**What is expected**
Transcribe the lines below exactly. No image belongs in the transcription.

=====

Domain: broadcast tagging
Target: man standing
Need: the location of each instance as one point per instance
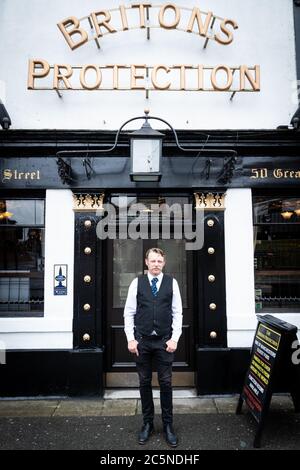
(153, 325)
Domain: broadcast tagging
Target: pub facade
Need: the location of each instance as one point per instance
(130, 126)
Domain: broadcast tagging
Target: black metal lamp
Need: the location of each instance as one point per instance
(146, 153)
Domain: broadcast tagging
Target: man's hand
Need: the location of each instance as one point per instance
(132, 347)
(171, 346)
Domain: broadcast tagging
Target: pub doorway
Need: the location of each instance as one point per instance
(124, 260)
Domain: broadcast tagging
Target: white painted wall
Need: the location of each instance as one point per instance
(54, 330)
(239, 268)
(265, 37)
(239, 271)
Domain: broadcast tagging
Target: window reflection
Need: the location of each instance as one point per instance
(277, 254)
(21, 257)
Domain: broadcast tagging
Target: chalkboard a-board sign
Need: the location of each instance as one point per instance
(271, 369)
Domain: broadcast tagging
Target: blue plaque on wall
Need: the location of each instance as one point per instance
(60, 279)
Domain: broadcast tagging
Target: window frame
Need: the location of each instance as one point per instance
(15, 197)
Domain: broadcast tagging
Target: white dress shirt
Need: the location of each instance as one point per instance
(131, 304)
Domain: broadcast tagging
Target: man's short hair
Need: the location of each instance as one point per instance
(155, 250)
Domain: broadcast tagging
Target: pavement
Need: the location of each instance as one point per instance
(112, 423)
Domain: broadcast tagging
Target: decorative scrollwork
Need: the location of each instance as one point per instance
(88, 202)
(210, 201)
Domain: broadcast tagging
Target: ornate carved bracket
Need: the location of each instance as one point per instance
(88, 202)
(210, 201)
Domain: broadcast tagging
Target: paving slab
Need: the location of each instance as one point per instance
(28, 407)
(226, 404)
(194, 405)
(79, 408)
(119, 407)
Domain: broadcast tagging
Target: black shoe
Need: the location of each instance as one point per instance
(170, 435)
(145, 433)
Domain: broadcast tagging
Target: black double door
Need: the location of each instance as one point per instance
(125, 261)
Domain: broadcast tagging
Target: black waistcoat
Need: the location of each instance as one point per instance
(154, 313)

=====

**Written response**
Domain: broadcast tagging
Target: man standing
Need: the location of each instance as one point per instance
(153, 325)
Domain: broadcast tagging
Target: pub facade
Need: the location of each instance as one point per instance
(130, 126)
Domain: broadcast tagging
Target: black metal lamp
Need: the location of each instance as one point per instance
(146, 153)
Domain: broadcast tagging
Target: man's hand
Need: the location of each instance as one point per instance
(132, 347)
(171, 346)
Domain: broadcast tagging
Target: pub doorway
Need: the location of each instance as one point per instance
(124, 260)
Domain: broadcast tagging
Target: white painted wall
Need: the location of each instance as one point per instance
(54, 330)
(239, 268)
(265, 37)
(239, 271)
Domain: broadcast tagging
Target: window reflection
Need: the location of each instance as one point per instance
(277, 254)
(21, 257)
Domain: broadcast tagging
Target: chalkboard a-board sign
Need: the location of each instance as one point per instance
(271, 369)
Domain: broadcast tagging
Target: blue plaque on wall
Need: the location of each instance as one point per instance
(60, 279)
Domain: broadcast tagging
Target: window frame
Need: the location of each instance as one point per instance
(15, 197)
Domain: broadcast tagging
Target: white dress shirt
Need: the location of each instance as one point per instance
(131, 304)
Domain: broadcast tagging
Target: man's short hair
Need: the location of each instance as one point per instance
(155, 250)
Domain: broadcast tagging
Target: pavement
Need: the location of each instance as one point per instance
(112, 423)
Domain: broadcast tagging
Target: decorative scrollwork
Need: the location of each instance as one point per instance
(88, 202)
(210, 201)
Domain: broadcast tagging
Target: ornate carved bracket
Need: the location of each instance as one point per instance
(88, 202)
(210, 201)
Domain: broadcast tagging
Target: paving slab
Need: the location of each instance as one point per instance
(28, 407)
(226, 404)
(194, 405)
(79, 408)
(119, 407)
Domain: broadcast tagging
Target: black shoe
Need: the location of each instance as one point per instance
(170, 435)
(145, 433)
Domain: broadcast tagging
Target: black double door
Need: the location of each instance as one point per instance
(125, 261)
Domain: broadcast tagging
Target: black waistcoat
Need: the location of each instance as one point per instance
(154, 313)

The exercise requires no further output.